======== Provided information
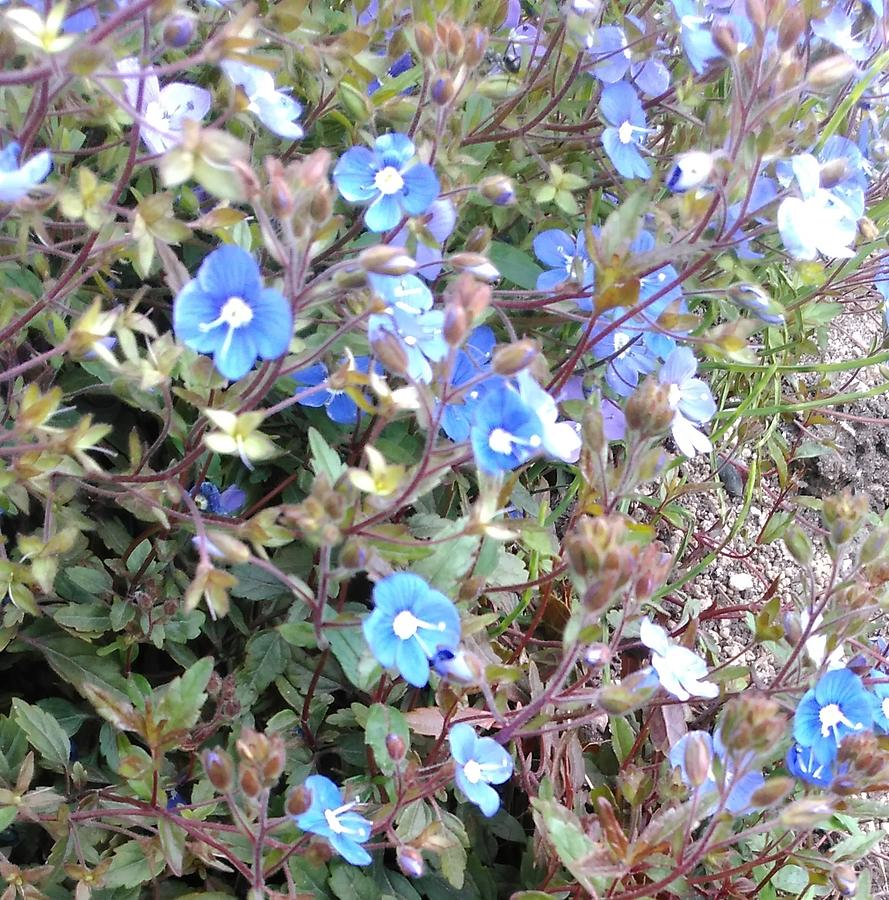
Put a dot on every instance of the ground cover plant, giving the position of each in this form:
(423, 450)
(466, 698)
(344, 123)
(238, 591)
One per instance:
(362, 364)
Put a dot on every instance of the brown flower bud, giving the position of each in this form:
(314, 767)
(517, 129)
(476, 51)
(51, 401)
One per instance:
(219, 768)
(510, 359)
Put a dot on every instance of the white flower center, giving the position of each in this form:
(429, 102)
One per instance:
(831, 716)
(501, 441)
(388, 180)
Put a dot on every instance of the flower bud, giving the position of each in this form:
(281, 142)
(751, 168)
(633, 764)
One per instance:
(498, 189)
(395, 747)
(410, 861)
(831, 71)
(179, 30)
(698, 758)
(424, 38)
(385, 259)
(388, 350)
(299, 800)
(219, 768)
(792, 27)
(443, 90)
(510, 359)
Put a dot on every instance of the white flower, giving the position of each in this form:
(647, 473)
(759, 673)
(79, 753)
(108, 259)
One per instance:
(681, 671)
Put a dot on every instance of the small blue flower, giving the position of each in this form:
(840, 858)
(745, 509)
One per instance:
(334, 820)
(226, 311)
(17, 181)
(838, 705)
(566, 257)
(481, 762)
(622, 110)
(740, 789)
(410, 623)
(505, 432)
(388, 178)
(338, 405)
(691, 400)
(219, 503)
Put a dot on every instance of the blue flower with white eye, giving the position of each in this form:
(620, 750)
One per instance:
(226, 311)
(424, 237)
(506, 432)
(801, 763)
(472, 360)
(690, 399)
(338, 405)
(818, 221)
(388, 178)
(739, 788)
(838, 705)
(622, 110)
(410, 623)
(219, 503)
(567, 259)
(329, 817)
(277, 110)
(18, 181)
(481, 762)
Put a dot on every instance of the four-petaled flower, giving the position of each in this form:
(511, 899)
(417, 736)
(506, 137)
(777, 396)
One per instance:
(388, 178)
(17, 181)
(226, 311)
(410, 623)
(481, 762)
(622, 110)
(680, 671)
(838, 705)
(329, 817)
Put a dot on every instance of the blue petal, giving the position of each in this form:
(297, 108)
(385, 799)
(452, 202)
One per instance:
(420, 190)
(354, 175)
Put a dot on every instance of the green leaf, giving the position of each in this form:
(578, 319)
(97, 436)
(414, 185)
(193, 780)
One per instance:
(44, 733)
(325, 460)
(381, 722)
(515, 265)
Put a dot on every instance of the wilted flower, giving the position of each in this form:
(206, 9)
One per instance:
(335, 821)
(388, 178)
(17, 181)
(226, 311)
(410, 623)
(481, 762)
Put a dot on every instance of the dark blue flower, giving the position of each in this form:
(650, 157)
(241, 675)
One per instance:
(329, 817)
(388, 178)
(17, 181)
(838, 705)
(506, 432)
(410, 623)
(481, 762)
(226, 311)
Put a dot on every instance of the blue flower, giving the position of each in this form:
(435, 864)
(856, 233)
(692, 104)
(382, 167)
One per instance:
(481, 762)
(740, 788)
(621, 108)
(691, 400)
(506, 432)
(801, 763)
(334, 820)
(388, 178)
(17, 181)
(219, 503)
(277, 110)
(567, 259)
(410, 623)
(838, 705)
(226, 311)
(338, 405)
================
▸ Task statement
Copy every line of the data above in which the string "white" appears.

▸ Task response
Put a dot on every instance of the white flower center, giving the position of each in this form:
Put a dot on every instance of the white flower, giving the position of each in this form:
Put a dot on every instance of the blue flower with white eye, giving the position of each in this form:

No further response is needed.